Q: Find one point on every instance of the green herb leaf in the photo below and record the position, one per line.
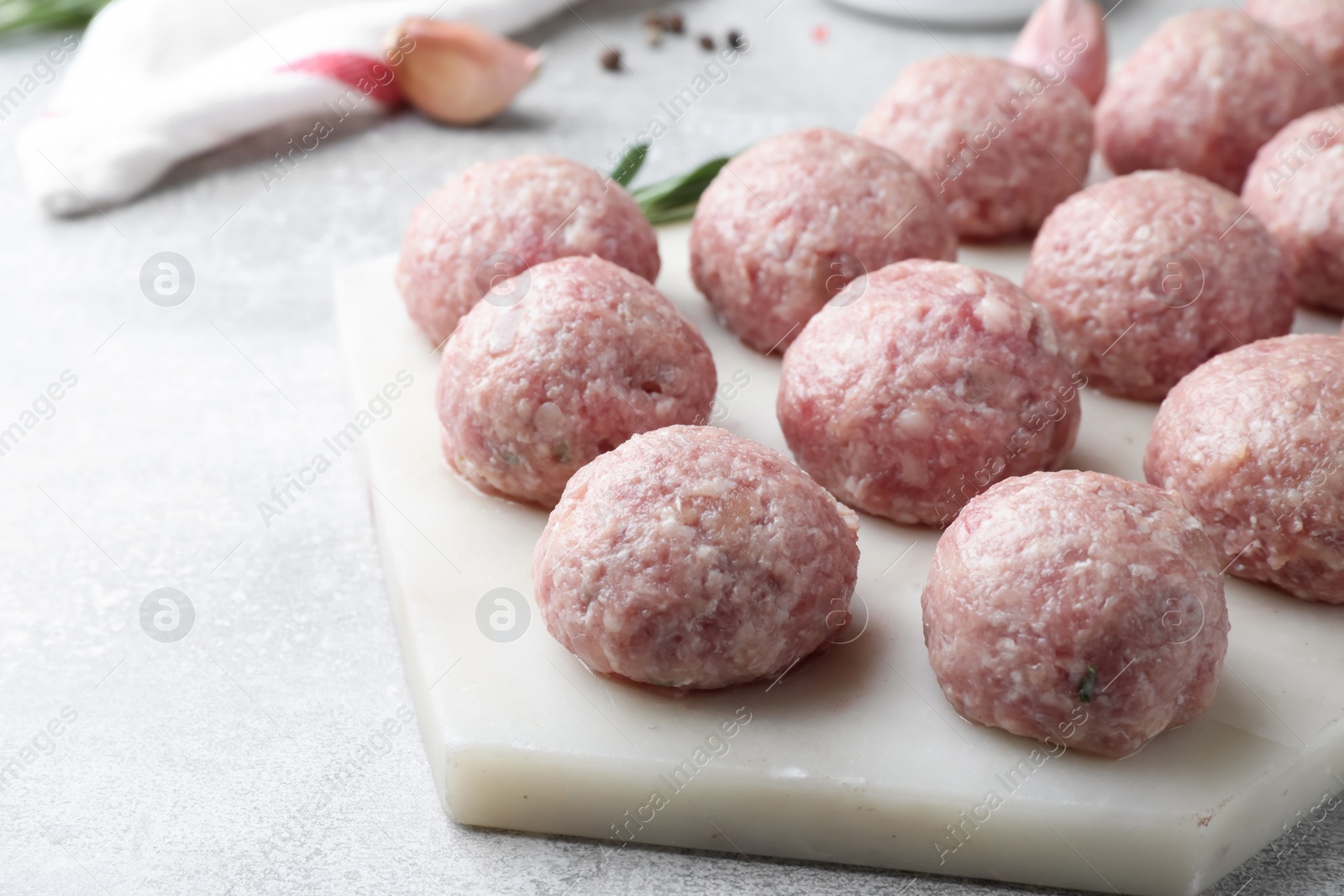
(629, 164)
(675, 197)
(1088, 685)
(31, 15)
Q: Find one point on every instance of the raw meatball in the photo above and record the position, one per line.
(1079, 609)
(1151, 275)
(694, 558)
(924, 385)
(1296, 187)
(1205, 93)
(499, 217)
(1254, 443)
(792, 221)
(1000, 144)
(588, 358)
(1317, 24)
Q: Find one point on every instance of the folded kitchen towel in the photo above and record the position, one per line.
(159, 81)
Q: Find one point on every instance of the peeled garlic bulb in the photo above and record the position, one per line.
(454, 73)
(1070, 36)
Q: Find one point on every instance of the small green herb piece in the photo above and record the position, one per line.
(33, 15)
(1086, 685)
(631, 164)
(675, 197)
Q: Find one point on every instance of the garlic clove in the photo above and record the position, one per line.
(456, 73)
(1066, 36)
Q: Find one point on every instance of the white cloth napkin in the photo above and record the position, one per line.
(159, 81)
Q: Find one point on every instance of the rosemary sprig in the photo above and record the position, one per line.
(675, 197)
(34, 15)
(629, 164)
(669, 201)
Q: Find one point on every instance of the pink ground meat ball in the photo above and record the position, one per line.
(588, 356)
(1079, 609)
(499, 217)
(924, 385)
(1000, 144)
(1296, 187)
(1151, 275)
(1205, 93)
(1254, 443)
(692, 558)
(792, 221)
(1317, 24)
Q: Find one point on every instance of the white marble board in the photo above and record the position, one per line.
(853, 757)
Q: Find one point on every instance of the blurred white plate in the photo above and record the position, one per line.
(960, 13)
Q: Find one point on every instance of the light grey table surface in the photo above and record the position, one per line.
(252, 757)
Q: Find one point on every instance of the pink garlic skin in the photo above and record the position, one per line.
(1070, 36)
(454, 73)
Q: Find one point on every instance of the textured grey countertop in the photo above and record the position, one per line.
(265, 752)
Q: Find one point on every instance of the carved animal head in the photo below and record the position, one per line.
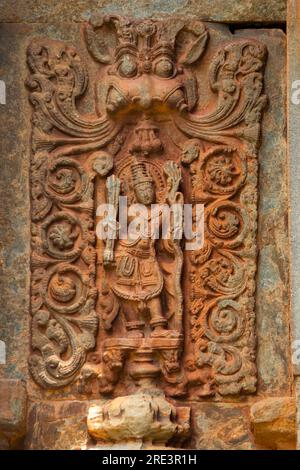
(148, 62)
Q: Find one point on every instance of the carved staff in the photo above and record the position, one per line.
(113, 193)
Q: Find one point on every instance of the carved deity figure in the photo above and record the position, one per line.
(132, 265)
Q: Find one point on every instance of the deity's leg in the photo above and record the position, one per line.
(134, 324)
(158, 322)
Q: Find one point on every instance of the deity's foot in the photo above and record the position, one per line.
(135, 334)
(177, 390)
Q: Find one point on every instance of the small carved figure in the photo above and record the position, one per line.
(133, 269)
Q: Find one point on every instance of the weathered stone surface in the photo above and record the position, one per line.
(273, 423)
(272, 291)
(13, 408)
(142, 417)
(208, 10)
(58, 425)
(221, 427)
(297, 390)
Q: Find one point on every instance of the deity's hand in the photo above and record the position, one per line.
(173, 173)
(108, 256)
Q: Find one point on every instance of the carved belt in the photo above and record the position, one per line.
(139, 253)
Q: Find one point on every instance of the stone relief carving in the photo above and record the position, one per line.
(106, 311)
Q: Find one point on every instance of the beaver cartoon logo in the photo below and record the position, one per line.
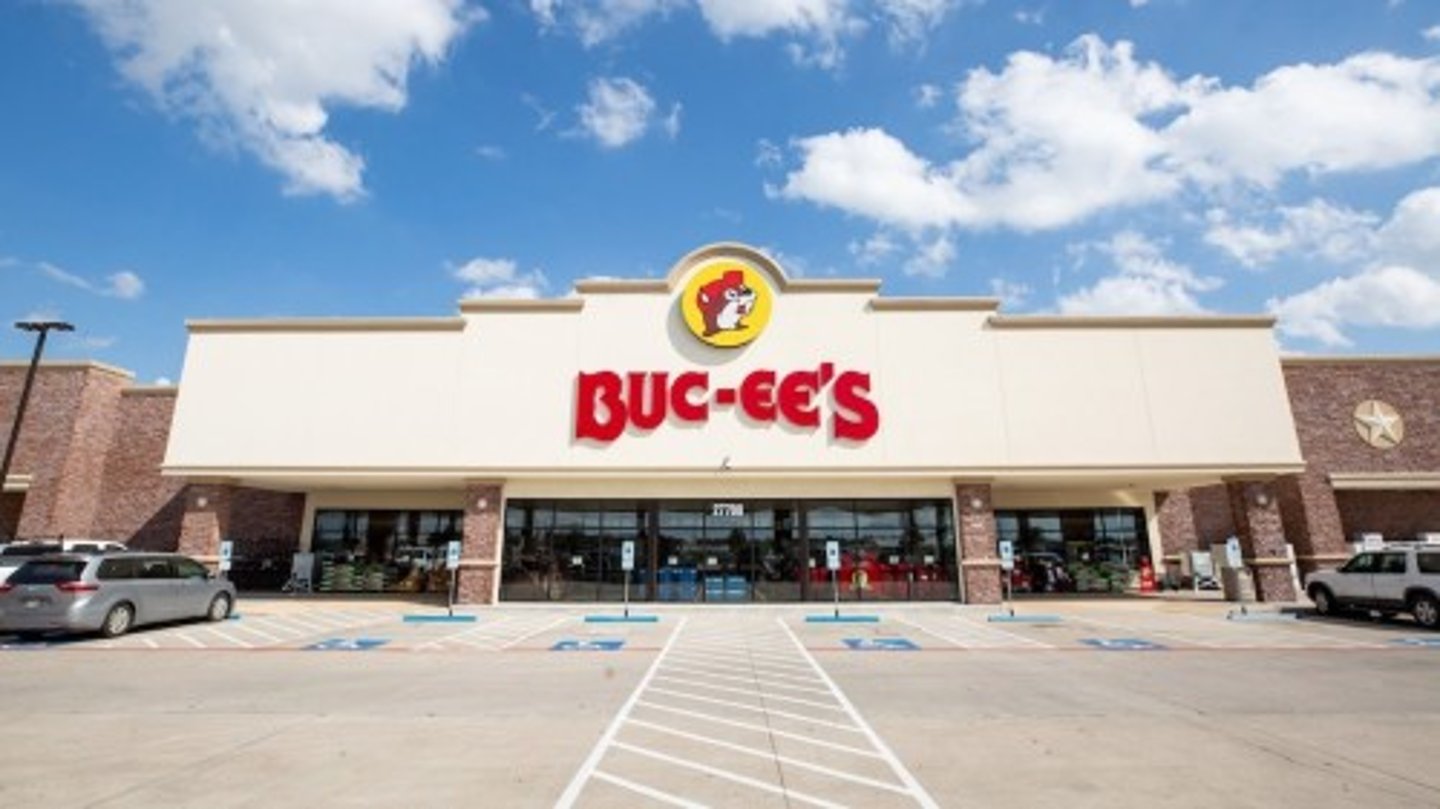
(726, 304)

##############################

TASK TO CARRY OUT: Please give all of the material again, exactly, without the images.

WRITTEN RESPONSE:
Q: Find one point on every instance of the green herb leaf in the photo below and record the position, one per line.
(629, 164)
(675, 197)
(1088, 685)
(31, 15)
Q: Find one point on every instance of the raw meatball in the photo above and record the position, one per line.
(1079, 609)
(1151, 275)
(694, 558)
(924, 385)
(1296, 187)
(1205, 93)
(499, 217)
(1254, 443)
(792, 221)
(1000, 144)
(588, 358)
(1317, 24)
Q: Find one point on every instance of the folded kitchen towel in the photo above and record the position, one per line.
(159, 81)
Q: Find one point on every instance of the peeled garlic bulb in the photo above and record the position, one per line.
(454, 73)
(1070, 36)
Q: Find one point on every instance of the small green herb piece in the photo above and record the position, one per line.
(33, 15)
(1086, 685)
(631, 164)
(675, 197)
Q: Find one point on every instance of the garlic clove in the photo above and record the position, one per line.
(456, 73)
(1066, 36)
Q: Find one point on every instance of the white cloth napkin in the photo above and record the position, one per line.
(159, 81)
Q: Find one point on every instance of the rosemary sprig in the photo above and record the position, one per line.
(675, 197)
(34, 15)
(629, 164)
(669, 201)
Q: Find one point on every instance of the pink ground meat ball in the photo above and record the position, one per line.
(588, 356)
(1079, 609)
(499, 217)
(924, 385)
(1000, 144)
(1296, 187)
(1151, 275)
(1205, 93)
(1254, 443)
(692, 558)
(792, 221)
(1317, 24)
Q: Find one point on every instance of the white marble board in the photo above and record the position, one per line.
(853, 757)
Q: Find one point on every instance of the blurred white plate in the photo above and record the position, one per line.
(960, 13)
Q: Find one point on every instance of the light grey table surface in the photo above and record the position, one per line.
(252, 757)
Q: Find one point on every instance of the pink garlic skin in the photo above and record the position, one per line.
(1070, 36)
(454, 73)
Q: Find one point on every instance of the textured grey countertop in the photo above and record the position, one per line.
(265, 752)
Q: Find one point on every instance of the carved animal head in the photo below and record the position, one per line.
(148, 62)
Q: Find one point on every instance of the carved staff in the photo above and record the position, one per line.
(113, 193)
Q: Find one point on every instance of the carved deity figure in the photo above and record the position, one per line.
(132, 265)
Q: Find one point on every instance of the deity's leg in the photo above and record the position, one per line.
(134, 324)
(158, 322)
Q: Find one point on every instance of the deity's foot in the photo above and record the position, one per line.
(135, 334)
(177, 390)
Q: Find one point on every instance of the small carved figure in the photo above and record the position, one per line.
(133, 269)
Q: Find one point on every instance of the weathered stone surface in the photo above and record the position, one per line.
(273, 423)
(272, 291)
(13, 408)
(142, 417)
(208, 10)
(58, 425)
(221, 427)
(297, 390)
Q: Find one point on every instance of the deity's hand in the photo above and record the position, one per line.
(173, 173)
(108, 256)
Q: Find one point on every instance of the carved belt in the photo above and record the position, one per line.
(139, 253)
Q: Find one point on every instance of the stone relief carving in the photo above and record the position, one per line.
(106, 311)
Q: Find one point on every instance of the beaver cartoon logo in the photo below and record the position, one per line.
(726, 304)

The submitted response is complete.